◆ TASK TO CARRY OUT:
Can you quote exactly the stretch of lines from the one with "Objective — one point per instance of the horizontal" through the final line of the material, both ends included?
start RECORD SET
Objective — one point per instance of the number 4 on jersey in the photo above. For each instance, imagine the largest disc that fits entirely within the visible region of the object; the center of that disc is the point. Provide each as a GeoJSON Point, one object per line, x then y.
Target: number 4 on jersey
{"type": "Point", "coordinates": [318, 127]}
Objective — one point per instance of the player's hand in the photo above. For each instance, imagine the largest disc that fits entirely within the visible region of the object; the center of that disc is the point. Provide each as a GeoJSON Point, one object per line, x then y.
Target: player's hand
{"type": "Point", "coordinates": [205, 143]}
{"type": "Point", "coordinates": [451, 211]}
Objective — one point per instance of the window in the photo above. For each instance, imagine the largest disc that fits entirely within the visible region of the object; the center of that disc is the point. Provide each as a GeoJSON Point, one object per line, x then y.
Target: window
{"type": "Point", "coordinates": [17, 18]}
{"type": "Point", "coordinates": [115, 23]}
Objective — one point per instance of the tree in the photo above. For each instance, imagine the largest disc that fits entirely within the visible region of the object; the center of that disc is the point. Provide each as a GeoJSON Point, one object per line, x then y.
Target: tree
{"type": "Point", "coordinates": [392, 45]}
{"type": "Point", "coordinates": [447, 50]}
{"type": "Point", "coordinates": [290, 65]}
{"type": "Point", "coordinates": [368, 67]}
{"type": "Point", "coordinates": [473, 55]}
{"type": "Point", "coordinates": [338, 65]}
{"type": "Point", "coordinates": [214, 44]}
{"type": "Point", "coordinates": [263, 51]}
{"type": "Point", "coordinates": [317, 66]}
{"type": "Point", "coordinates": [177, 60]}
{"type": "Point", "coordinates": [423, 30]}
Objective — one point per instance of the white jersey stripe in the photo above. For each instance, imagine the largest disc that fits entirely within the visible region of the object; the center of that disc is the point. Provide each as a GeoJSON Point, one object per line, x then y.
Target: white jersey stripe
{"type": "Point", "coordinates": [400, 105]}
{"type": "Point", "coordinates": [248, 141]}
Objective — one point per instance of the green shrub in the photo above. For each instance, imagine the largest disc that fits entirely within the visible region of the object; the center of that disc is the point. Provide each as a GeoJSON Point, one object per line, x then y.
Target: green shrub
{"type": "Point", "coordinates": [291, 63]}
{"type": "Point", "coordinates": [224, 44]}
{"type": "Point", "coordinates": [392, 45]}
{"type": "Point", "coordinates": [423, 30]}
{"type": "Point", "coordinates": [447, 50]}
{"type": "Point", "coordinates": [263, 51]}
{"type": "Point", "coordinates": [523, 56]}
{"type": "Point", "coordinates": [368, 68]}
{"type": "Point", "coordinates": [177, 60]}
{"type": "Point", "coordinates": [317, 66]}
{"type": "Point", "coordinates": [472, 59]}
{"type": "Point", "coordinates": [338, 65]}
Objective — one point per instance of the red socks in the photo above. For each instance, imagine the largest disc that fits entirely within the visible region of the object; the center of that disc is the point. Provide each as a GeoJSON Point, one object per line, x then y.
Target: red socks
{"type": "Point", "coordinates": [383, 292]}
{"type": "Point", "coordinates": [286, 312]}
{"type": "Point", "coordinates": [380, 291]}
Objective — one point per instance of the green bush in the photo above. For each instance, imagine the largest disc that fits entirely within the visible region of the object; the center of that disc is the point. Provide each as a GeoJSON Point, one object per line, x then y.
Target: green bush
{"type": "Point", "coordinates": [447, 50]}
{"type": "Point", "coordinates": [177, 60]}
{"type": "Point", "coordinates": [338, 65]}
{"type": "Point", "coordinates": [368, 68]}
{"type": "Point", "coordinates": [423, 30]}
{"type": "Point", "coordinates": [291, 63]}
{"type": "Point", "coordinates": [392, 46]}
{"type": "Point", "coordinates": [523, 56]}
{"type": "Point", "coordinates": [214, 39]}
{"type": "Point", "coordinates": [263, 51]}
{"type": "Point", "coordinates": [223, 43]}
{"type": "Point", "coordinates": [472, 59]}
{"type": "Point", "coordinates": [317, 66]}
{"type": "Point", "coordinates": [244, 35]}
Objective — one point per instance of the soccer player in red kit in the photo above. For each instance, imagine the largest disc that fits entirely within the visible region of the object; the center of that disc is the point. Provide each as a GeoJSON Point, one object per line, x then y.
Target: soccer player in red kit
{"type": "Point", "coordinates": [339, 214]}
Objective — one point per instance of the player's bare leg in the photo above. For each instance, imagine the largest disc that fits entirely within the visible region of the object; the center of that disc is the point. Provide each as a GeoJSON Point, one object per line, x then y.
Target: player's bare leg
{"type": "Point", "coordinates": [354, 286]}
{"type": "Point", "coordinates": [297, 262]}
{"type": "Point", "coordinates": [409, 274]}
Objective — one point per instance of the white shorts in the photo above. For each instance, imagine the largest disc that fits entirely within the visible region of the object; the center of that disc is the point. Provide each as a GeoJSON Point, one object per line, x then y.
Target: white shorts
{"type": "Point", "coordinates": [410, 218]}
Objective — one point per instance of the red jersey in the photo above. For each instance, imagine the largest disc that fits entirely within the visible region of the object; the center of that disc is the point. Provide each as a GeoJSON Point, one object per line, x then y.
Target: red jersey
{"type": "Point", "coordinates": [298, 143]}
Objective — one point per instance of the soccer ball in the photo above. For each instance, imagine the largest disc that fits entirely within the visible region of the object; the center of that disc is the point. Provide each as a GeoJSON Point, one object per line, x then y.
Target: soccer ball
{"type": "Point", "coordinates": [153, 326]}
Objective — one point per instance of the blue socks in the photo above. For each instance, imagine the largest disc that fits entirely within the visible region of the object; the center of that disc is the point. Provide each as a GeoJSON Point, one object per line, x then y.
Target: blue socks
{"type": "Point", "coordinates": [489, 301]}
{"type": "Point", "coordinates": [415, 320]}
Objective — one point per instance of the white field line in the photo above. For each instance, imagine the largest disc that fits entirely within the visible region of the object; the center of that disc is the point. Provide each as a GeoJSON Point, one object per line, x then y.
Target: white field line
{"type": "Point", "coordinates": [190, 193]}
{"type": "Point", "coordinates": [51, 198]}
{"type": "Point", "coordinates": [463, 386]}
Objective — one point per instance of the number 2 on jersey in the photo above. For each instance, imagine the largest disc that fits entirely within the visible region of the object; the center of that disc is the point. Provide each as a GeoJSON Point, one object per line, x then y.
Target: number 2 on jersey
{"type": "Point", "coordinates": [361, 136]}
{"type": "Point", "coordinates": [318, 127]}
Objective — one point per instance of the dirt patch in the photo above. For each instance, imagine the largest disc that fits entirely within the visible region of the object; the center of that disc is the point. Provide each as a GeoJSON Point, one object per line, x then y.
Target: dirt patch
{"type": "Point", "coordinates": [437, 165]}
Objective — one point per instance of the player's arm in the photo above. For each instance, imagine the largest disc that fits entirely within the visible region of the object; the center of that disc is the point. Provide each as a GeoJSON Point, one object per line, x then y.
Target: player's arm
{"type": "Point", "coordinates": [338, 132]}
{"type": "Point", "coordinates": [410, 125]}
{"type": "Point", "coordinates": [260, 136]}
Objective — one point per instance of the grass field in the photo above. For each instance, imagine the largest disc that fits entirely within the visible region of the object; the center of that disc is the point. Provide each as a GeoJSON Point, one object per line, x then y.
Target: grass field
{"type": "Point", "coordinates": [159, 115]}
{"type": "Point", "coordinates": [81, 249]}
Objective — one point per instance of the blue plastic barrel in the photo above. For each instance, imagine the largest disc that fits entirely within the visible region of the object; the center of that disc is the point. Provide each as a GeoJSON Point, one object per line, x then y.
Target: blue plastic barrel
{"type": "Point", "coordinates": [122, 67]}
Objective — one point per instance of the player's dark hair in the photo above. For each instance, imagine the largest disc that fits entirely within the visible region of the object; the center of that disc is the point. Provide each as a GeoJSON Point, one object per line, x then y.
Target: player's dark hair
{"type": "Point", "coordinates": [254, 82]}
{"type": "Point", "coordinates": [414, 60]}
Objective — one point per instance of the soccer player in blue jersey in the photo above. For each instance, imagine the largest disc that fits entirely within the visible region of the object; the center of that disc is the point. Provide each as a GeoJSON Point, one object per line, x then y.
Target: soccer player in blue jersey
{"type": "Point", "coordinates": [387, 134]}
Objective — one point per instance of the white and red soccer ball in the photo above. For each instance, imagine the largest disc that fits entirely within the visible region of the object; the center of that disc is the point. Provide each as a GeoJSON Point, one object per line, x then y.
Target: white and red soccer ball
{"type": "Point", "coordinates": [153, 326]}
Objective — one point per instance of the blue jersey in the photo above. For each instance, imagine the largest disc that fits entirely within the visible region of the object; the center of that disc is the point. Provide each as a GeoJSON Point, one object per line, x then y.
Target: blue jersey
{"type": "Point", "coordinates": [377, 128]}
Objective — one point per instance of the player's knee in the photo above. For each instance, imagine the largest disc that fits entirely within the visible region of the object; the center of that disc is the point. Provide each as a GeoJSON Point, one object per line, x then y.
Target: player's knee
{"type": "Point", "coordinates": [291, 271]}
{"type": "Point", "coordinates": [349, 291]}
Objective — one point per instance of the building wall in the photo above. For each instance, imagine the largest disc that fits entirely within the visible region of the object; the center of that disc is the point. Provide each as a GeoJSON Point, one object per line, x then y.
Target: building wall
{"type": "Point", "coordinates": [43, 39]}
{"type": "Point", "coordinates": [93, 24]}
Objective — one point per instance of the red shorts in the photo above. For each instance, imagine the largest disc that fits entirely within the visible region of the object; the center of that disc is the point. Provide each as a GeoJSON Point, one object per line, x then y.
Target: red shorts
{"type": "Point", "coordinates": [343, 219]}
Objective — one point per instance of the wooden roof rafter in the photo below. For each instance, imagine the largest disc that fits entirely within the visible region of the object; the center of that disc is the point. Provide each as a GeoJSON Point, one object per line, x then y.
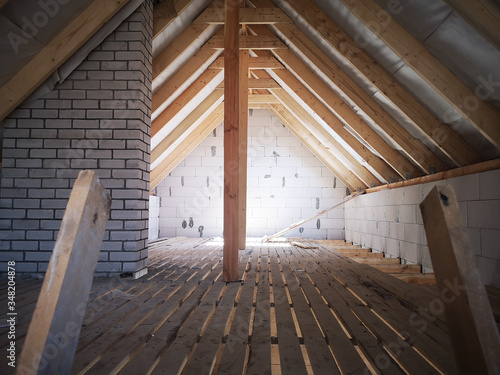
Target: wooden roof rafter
{"type": "Point", "coordinates": [301, 115]}
{"type": "Point", "coordinates": [450, 143]}
{"type": "Point", "coordinates": [484, 117]}
{"type": "Point", "coordinates": [186, 146]}
{"type": "Point", "coordinates": [316, 147]}
{"type": "Point", "coordinates": [379, 165]}
{"type": "Point", "coordinates": [56, 52]}
{"type": "Point", "coordinates": [185, 124]}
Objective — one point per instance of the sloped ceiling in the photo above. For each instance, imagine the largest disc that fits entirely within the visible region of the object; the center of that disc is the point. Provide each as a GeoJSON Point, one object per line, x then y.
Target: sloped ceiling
{"type": "Point", "coordinates": [380, 91]}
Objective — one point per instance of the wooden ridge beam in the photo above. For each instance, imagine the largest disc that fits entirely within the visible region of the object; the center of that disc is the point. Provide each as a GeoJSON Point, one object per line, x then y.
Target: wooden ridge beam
{"type": "Point", "coordinates": [379, 165]}
{"type": "Point", "coordinates": [316, 147]}
{"type": "Point", "coordinates": [185, 124]}
{"type": "Point", "coordinates": [185, 147]}
{"type": "Point", "coordinates": [254, 42]}
{"type": "Point", "coordinates": [484, 117]}
{"type": "Point", "coordinates": [183, 100]}
{"type": "Point", "coordinates": [165, 12]}
{"type": "Point", "coordinates": [335, 148]}
{"type": "Point", "coordinates": [264, 62]}
{"type": "Point", "coordinates": [248, 16]}
{"type": "Point", "coordinates": [452, 144]}
{"type": "Point", "coordinates": [54, 54]}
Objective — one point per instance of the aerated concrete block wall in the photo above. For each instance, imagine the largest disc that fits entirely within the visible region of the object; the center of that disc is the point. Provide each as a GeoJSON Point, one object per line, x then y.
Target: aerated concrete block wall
{"type": "Point", "coordinates": [98, 119]}
{"type": "Point", "coordinates": [286, 183]}
{"type": "Point", "coordinates": [390, 221]}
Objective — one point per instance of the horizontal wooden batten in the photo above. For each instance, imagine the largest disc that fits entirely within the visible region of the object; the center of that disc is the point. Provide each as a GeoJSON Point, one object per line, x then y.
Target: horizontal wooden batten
{"type": "Point", "coordinates": [249, 16]}
{"type": "Point", "coordinates": [254, 63]}
{"type": "Point", "coordinates": [262, 99]}
{"type": "Point", "coordinates": [256, 42]}
{"type": "Point", "coordinates": [256, 84]}
{"type": "Point", "coordinates": [452, 173]}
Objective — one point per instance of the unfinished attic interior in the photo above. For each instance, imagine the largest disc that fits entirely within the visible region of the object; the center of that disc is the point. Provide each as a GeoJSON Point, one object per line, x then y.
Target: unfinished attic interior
{"type": "Point", "coordinates": [265, 187]}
end RECORD SET
◆ ANSWER TO THIS PROBLEM:
Objective — one point per instance of the horizontal wooden batten in the photo above. For each instance, imagine the largest disc that fits entirely within the visible region of the object; the center of that disc is the point. Provide each as a GeoJSON Point, one object per line, x then y.
Target: horizontal wooden batten
{"type": "Point", "coordinates": [249, 16]}
{"type": "Point", "coordinates": [254, 63]}
{"type": "Point", "coordinates": [262, 99]}
{"type": "Point", "coordinates": [256, 42]}
{"type": "Point", "coordinates": [256, 84]}
{"type": "Point", "coordinates": [452, 173]}
Objective — one point per instance of the unfinished attic interior in the photo above. For each instance, imagine the largest disc that fits entirely within the visible region of the object; the center of that disc is the point. Provide each as a GeoJSON Point, one object per line, x then y.
Target: unfinished attic interior
{"type": "Point", "coordinates": [265, 187]}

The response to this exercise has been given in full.